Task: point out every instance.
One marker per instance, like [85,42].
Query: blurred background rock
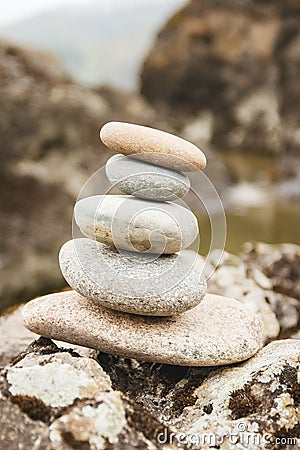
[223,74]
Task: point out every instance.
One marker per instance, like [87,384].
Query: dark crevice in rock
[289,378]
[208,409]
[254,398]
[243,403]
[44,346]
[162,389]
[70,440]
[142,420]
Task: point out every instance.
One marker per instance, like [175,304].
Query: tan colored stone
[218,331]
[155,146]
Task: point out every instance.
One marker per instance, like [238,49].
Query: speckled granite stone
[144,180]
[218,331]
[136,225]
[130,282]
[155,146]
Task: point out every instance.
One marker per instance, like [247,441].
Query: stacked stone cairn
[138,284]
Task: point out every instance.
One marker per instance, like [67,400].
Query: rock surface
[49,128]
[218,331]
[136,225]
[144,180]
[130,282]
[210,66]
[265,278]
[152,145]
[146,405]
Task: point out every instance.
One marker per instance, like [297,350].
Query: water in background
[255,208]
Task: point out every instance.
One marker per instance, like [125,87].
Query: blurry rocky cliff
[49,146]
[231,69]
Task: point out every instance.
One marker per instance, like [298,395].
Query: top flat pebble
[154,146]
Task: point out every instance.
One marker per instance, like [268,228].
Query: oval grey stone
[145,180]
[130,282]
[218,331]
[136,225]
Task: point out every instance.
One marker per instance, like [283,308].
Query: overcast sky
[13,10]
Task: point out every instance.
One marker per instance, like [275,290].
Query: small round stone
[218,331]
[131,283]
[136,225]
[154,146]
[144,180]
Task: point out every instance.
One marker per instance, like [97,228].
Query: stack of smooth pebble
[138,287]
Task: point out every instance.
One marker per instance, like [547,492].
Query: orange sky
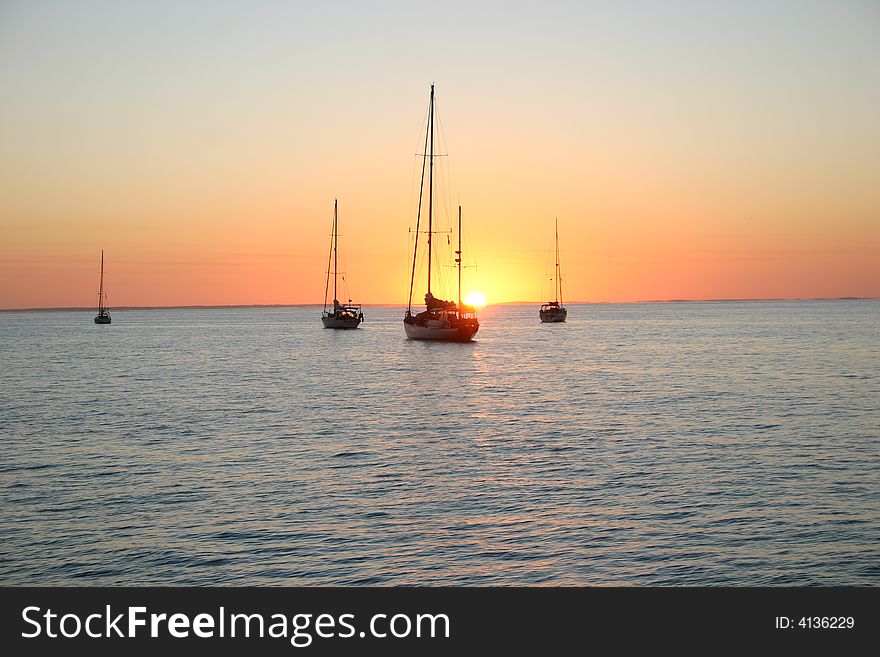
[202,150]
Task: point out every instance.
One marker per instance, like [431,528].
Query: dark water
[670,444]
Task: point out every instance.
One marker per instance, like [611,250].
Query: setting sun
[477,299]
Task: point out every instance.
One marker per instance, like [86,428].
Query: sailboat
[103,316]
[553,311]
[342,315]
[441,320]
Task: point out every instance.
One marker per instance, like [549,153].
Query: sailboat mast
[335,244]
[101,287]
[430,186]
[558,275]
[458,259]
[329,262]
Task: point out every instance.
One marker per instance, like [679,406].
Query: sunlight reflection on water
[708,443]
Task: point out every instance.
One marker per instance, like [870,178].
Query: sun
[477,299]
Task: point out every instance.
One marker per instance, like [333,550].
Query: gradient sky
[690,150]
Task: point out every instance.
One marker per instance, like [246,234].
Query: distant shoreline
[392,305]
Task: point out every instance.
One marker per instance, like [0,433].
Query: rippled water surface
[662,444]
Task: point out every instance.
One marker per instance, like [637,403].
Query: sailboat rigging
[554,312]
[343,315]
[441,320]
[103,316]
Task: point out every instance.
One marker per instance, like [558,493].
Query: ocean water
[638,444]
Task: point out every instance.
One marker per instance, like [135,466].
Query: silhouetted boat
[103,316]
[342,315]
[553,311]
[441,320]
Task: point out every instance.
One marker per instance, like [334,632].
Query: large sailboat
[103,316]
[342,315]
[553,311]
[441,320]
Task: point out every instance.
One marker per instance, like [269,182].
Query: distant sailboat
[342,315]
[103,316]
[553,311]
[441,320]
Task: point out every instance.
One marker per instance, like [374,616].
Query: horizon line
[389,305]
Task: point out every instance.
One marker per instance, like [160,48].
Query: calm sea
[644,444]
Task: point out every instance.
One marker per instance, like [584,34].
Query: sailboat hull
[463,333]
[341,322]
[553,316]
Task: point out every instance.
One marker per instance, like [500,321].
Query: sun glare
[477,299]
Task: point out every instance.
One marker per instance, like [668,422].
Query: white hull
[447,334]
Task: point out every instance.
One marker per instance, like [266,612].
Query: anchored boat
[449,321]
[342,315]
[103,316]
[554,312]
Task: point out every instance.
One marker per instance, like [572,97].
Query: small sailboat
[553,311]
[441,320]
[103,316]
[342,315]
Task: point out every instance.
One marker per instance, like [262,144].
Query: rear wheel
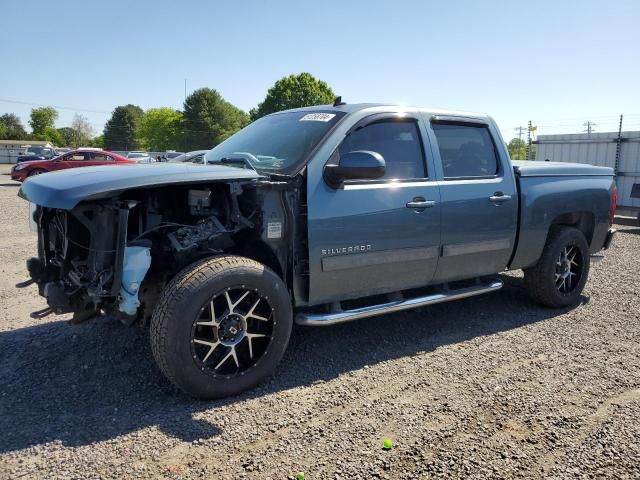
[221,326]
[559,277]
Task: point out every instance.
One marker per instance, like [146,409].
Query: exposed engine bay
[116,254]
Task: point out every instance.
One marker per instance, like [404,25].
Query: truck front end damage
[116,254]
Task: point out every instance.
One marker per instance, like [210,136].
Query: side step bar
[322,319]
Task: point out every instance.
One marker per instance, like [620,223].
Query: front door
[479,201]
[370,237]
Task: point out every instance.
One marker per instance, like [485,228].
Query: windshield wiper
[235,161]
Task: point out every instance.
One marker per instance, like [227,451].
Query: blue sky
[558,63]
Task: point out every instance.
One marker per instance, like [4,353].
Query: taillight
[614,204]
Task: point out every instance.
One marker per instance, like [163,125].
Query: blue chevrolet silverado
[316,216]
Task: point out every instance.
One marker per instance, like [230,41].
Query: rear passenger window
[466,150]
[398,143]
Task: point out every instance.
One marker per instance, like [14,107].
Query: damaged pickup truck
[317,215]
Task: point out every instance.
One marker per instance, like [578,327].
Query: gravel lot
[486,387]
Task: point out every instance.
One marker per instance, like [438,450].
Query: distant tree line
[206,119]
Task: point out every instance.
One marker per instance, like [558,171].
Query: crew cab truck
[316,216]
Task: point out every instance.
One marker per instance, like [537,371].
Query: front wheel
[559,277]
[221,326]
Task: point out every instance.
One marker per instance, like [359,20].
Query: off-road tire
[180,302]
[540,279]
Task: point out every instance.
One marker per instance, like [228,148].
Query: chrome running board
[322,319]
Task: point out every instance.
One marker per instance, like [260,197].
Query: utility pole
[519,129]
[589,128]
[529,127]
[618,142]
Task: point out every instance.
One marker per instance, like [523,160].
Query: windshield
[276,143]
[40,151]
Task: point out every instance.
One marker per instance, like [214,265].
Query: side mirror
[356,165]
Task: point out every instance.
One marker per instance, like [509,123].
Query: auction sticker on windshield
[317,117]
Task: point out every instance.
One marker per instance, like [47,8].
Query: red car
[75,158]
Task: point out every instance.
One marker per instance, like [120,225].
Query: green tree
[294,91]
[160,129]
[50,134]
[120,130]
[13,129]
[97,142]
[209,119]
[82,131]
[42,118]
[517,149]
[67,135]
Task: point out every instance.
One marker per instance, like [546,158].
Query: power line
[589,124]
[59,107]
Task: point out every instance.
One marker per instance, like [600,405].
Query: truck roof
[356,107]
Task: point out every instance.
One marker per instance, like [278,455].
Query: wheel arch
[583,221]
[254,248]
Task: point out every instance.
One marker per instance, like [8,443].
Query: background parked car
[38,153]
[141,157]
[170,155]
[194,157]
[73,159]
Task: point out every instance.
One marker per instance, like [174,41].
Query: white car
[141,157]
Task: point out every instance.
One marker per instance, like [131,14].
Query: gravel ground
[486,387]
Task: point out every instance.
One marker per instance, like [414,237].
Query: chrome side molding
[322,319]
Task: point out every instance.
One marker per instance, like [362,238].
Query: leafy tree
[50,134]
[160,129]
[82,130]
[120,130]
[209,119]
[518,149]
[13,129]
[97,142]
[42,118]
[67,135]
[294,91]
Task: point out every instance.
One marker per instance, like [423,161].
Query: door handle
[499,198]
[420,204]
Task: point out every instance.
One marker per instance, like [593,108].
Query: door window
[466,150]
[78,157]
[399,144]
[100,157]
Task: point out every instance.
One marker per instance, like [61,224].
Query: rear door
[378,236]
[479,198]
────
[Task instructions] The pictures should not be reproduced; quote all of the other material exactly.

[The answer]
Task: point out every instance.
One marker per instance, like [85,42].
Query: blurred background rock
[223,74]
Task: point out every instance.
One marker per instance, like [87,384].
Query: dark crevice in rock
[289,378]
[208,409]
[254,398]
[243,403]
[44,346]
[162,389]
[70,440]
[142,420]
Task: point out every instance.
One marker per instance, like [175,304].
Query: tan colored stone
[218,331]
[155,146]
Task: point out every instance.
One marker per instance, like [238,49].
Query: speckled granite stone
[144,180]
[218,331]
[136,225]
[130,282]
[155,146]
Task: point out every instance.
One marker per instance, like [247,441].
Query: stacked stone cairn
[138,284]
Task: point out every instance.
One marker per instance, like [67,400].
Query: rock surface
[49,128]
[218,331]
[136,225]
[144,180]
[130,282]
[210,66]
[265,278]
[152,145]
[146,405]
Task: point out every instance.
One marker per instance, like [297,350].
Query: water in background
[255,208]
Task: point out every instance.
One marker per instance, like [125,87].
Query: blurry rocky cliff
[49,146]
[231,69]
Task: point out every instance.
One marker per instance, like [298,395].
Query: top flat pebble
[154,146]
Task: point out every instance.
One marker per instance, like [268,228].
Query: oval grey stone
[145,180]
[130,282]
[218,331]
[136,225]
Task: point out every instance.
One marker per instance, like [283,308].
Query: overcast sky
[13,10]
Task: point out every instance.
One marker per instance, like [275,290].
Query: small round stone
[218,331]
[131,283]
[136,225]
[154,146]
[144,180]
Task: point out every instance.
One marker per instance, like [97,228].
Query: stack of smooth pebble
[138,287]
Task: point out every instance.
One marker per instance, like [547,492].
Query: orange sky
[202,150]
Task: point out every instance.
One marker per instance, like [431,528].
Query: dark water
[670,444]
Task: point out every instance.
One marker per instance, like [611,250].
Query: setting sun
[477,299]
Task: point out every instance.
One marker per instance, like [86,428].
Query: sailboat
[103,316]
[553,311]
[342,315]
[441,320]
Task: point out every instance.
One marker per instance, like [549,153].
Query: sailboat mast
[335,244]
[101,287]
[430,186]
[558,275]
[458,259]
[329,262]
Task: point out every instance.
One marker per instance, like [679,406].
Query: sunlight reflection on water
[708,443]
Task: point out every instance.
One marker per instance, like [870,178].
Query: sun
[477,299]
Task: point out every instance.
One marker per instance, like [333,550].
Query: gradient sky
[690,150]
Task: point out every instance.
One marker per instance, like [246,234].
Query: distant shoreline
[392,305]
Task: point out every instance.
One marker per instance, like [0,433].
Query: rippled water surface
[662,444]
Task: point out every instance.
One marker per instance, like [637,403].
Query: sailboat rigging
[554,312]
[343,315]
[441,320]
[103,316]
Task: point out every instance.
One marker per instance, like [558,493].
Query: ocean water
[638,444]
Task: point out every instance.
One marker per instance, like [135,466].
Query: silhouetted boat
[103,316]
[342,315]
[553,311]
[441,320]
Task: point out every instance.
One marker per instance, like [334,632].
Query: large sailboat
[103,316]
[342,315]
[553,311]
[441,320]
Task: point out every instance.
One marker per instance, like [269,182].
Query: distant sailboat
[342,315]
[103,316]
[553,311]
[441,320]
Task: point out every instance.
One marker per instance, like [374,616].
Query: horizon line
[389,305]
Task: point out every instance.
One marker per instance, like [160,48].
Query: calm sea
[644,444]
Task: point out every instance.
One marker per instance, like [584,34].
Query: sailboat hull
[463,333]
[341,322]
[553,316]
Task: point out every instance.
One marker per instance, like [500,321].
Query: sun glare
[477,299]
Task: point out every instance.
One marker per instance, like [668,422].
Query: white hull
[447,334]
Task: point out every instance.
One marker per instance, like [266,612].
Query: anchored boat
[449,321]
[342,315]
[103,316]
[554,312]
Task: point out every instance.
One marker per instance, like [572,97].
Query: small sailboat
[553,311]
[441,320]
[103,316]
[342,315]
Task: point out every instance.
One marker per instance, like [262,144].
Query: rear wheel
[221,326]
[559,277]
Task: point out every instance.
One marker per instance, like [146,409].
Query: exposed engine bay
[116,254]
Task: point out every instance.
One marker per instance, like [404,25].
Query: truck front end damage
[116,254]
Task: point out every instance.
One marker per instance, like [210,136].
Query: side step bar
[322,319]
Task: point out every instance.
One marker per instance, like [620,223].
Query: front door
[479,201]
[370,237]
Task: point out every instance.
One marker per instance, like [485,228].
Query: windshield wiper
[235,161]
Task: point out every instance.
One marker per instance, like [227,451].
Query: blue sky
[558,63]
Task: point out every instance.
One marker per instance, like [4,353].
Query: taillight
[614,204]
Task: point out every instance.
One marker per instance, like [163,125].
Query: blue chevrolet silverado
[316,216]
Task: point out every instance.
One marker per instance, like [230,41].
Query: rear passenger window
[466,150]
[398,143]
Task: point out every instance.
One marker per instance, like [14,107].
Query: damaged pickup truck
[317,215]
Task: point out every instance.
One marker per instance, like [578,327].
Query: gravel lot
[486,387]
Task: point out every instance.
One marker per instance, like [438,450].
Query: distant tree line
[206,119]
Task: point out every instance.
One marker per instance, like [558,171].
Query: crew cab truck
[316,216]
Task: point out every instance.
One marker per instance, like [537,371].
Query: front wheel
[559,277]
[221,326]
Task: point out every instance.
One marker per instance, like [359,20].
Query: off-road tire
[180,302]
[540,279]
Task: point out every instance.
One marker per instance, like [228,148].
Query: chrome running board
[322,319]
Task: point out every instance.
One marker per instance, like [260,197].
Query: utility pole
[519,129]
[589,128]
[529,127]
[618,142]
Task: point out every instance.
One marker per instance, like [523,160].
Query: windshield
[276,143]
[40,151]
Task: point out every instance.
One marker per instance, like [214,265].
Query: side mirror
[356,165]
Task: point out every instance.
One marker per instance, like [509,123].
Query: auction sticker on windshield
[317,117]
Task: point out every instance.
One marker per instance, like [47,8].
Query: red car
[75,158]
Task: point out every instance.
One marker per instance, like [120,225].
Query: green tree
[294,91]
[160,129]
[50,134]
[120,130]
[13,129]
[97,142]
[209,119]
[82,131]
[42,118]
[517,149]
[67,135]
Task: point out every instance.
One marker per instance, like [546,158].
Query: power line
[589,124]
[59,107]
Task: point out every instance.
One marker per instance, like [600,405].
Query: truck roof
[356,107]
Task: point out every instance.
One marker per instance, like [278,455].
Query: wheel arch
[583,221]
[254,248]
Task: point out every instance.
One marker per instance, like [8,443].
Query: background parked car
[38,153]
[141,157]
[170,155]
[194,157]
[73,159]
Task: point out every instance.
One marker per instance, like [174,41].
Query: white car
[141,157]
Task: point out every instance.
One marker per instance, like [131,14].
Query: gravel ground
[486,387]
Task: point out every instance.
One marker per instance, like [414,237].
Query: chrome side molding
[322,319]
Task: point out every instance.
One marker per instance, like [362,238].
Query: leafy tree
[50,134]
[160,129]
[82,130]
[120,130]
[209,119]
[518,149]
[13,129]
[97,142]
[42,118]
[67,135]
[294,91]
Task: point out every instance.
One marker per instance, like [423,161].
Query: door handle
[499,198]
[420,204]
Task: point out every instance.
One marker per instance, like [593,108].
Query: door window
[466,150]
[78,157]
[399,144]
[100,157]
Task: point out every instance.
One marker per instance, like [61,224].
Query: rear door
[378,236]
[479,198]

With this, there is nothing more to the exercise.